Transcribe all of the data verbatim, please, and leave out its pictures.

*** Data listing ***

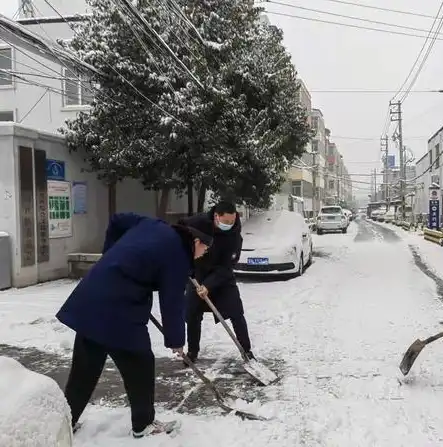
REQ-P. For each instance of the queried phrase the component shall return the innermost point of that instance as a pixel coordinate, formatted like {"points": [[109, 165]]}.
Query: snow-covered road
{"points": [[339, 333]]}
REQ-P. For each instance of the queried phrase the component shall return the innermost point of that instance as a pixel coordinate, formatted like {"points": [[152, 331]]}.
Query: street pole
{"points": [[396, 116], [314, 183], [375, 184], [338, 181], [385, 150]]}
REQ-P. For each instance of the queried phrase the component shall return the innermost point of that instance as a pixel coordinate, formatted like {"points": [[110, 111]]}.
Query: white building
{"points": [[51, 206], [429, 171]]}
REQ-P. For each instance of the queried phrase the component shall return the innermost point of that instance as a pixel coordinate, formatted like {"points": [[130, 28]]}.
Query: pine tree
{"points": [[150, 121]]}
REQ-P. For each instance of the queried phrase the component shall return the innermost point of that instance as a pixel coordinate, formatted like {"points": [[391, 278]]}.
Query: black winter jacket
{"points": [[216, 268]]}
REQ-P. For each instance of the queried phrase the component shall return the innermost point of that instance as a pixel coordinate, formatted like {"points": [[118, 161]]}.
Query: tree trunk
{"points": [[190, 198], [112, 199], [164, 202], [201, 198]]}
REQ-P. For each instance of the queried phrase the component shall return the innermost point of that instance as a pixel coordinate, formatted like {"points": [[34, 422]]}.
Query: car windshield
{"points": [[331, 210]]}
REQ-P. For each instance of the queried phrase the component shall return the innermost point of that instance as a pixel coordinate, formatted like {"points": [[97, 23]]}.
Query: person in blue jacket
{"points": [[110, 308]]}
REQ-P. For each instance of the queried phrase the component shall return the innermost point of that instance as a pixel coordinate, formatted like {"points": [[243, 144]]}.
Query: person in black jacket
{"points": [[110, 308], [215, 273]]}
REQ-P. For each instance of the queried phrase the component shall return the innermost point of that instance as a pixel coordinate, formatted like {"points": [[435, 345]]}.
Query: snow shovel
{"points": [[413, 352], [210, 385], [254, 368]]}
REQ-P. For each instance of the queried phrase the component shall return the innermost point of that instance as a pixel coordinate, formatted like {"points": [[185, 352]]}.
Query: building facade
{"points": [[52, 205]]}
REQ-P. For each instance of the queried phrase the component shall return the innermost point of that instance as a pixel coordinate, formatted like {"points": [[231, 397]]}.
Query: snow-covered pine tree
{"points": [[151, 122]]}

*** End of Data listing ***

:: Final answer ::
REQ-P. For each instance of the queried phrase the component shall return the innermost point of that instance as a pixel coordinate, formatted like {"points": [[109, 165]]}.
Query: snow-covered road
{"points": [[339, 333]]}
REQ-P. For each instance of the queried phrase the component shall return the innermost point of that instance as a pixel coordinate, formatted like {"points": [[152, 331]]}.
Query: street pole
{"points": [[396, 116], [314, 183], [375, 184], [338, 181], [385, 150]]}
REQ-P. For each instance of the queried phrase the component shall return the innermost point of that instance as a pixel coordinate, formatted like {"points": [[110, 111]]}.
Query: white building
{"points": [[51, 206], [429, 171]]}
REQ-P. For each instance of the queried phrase the component shall return the innermost point of that instance as a pixel coordinate, formatted like {"points": [[130, 28]]}.
Query: pine tree
{"points": [[150, 121]]}
REQ-P. For each instance of the queried phrase the component shall return the innermost point of that instance as a pixel coordinate, formatted like {"points": [[391, 278]]}.
Query: black winter jacket
{"points": [[216, 268]]}
REQ-P. For each instance of the queried phrase the component shall return the innermost point of that instance as a pixel coordinate, formatted like {"points": [[118, 161]]}.
Query: tree trunk
{"points": [[190, 198], [112, 199], [164, 202], [201, 198]]}
REQ-P. For each instance of the queried phrase the component shall return the innermost point of that instance as a pixel coordinate, formatted like {"points": [[34, 422]]}.
Query: car windshield
{"points": [[331, 210]]}
REQ-P. For each instance of the queried phrase the component shall return the innermost point of that instance as a pixel coordinate, formatted like {"points": [[97, 23]]}.
Query: person in blue jacket
{"points": [[110, 308]]}
REQ-P. For each instance of the queried phrase the component shall return the innermost point of that instance as a pixel coordinate, formatted like {"points": [[243, 144]]}.
Query: person in black jacket
{"points": [[110, 308], [215, 273]]}
REQ-P. For each instance of the queried phrase the component shall return the innermost point of that instance as a pixel coordinate, formatted like {"points": [[435, 345]]}.
Query: snow shovel
{"points": [[413, 352], [210, 385], [254, 368]]}
REQ-P. For each instance of the queried phrase the component shall return the innermost point of that instance as a pixel coordinate, formatted like {"points": [[185, 352]]}.
Query: building facade
{"points": [[52, 205]]}
REQ-P. For each instance of the queried phrase the component shall return the innermost point of that instance as a pixel coordinate, formatted like {"points": [[231, 397]]}.
Query: snow-covered pine tree
{"points": [[151, 122]]}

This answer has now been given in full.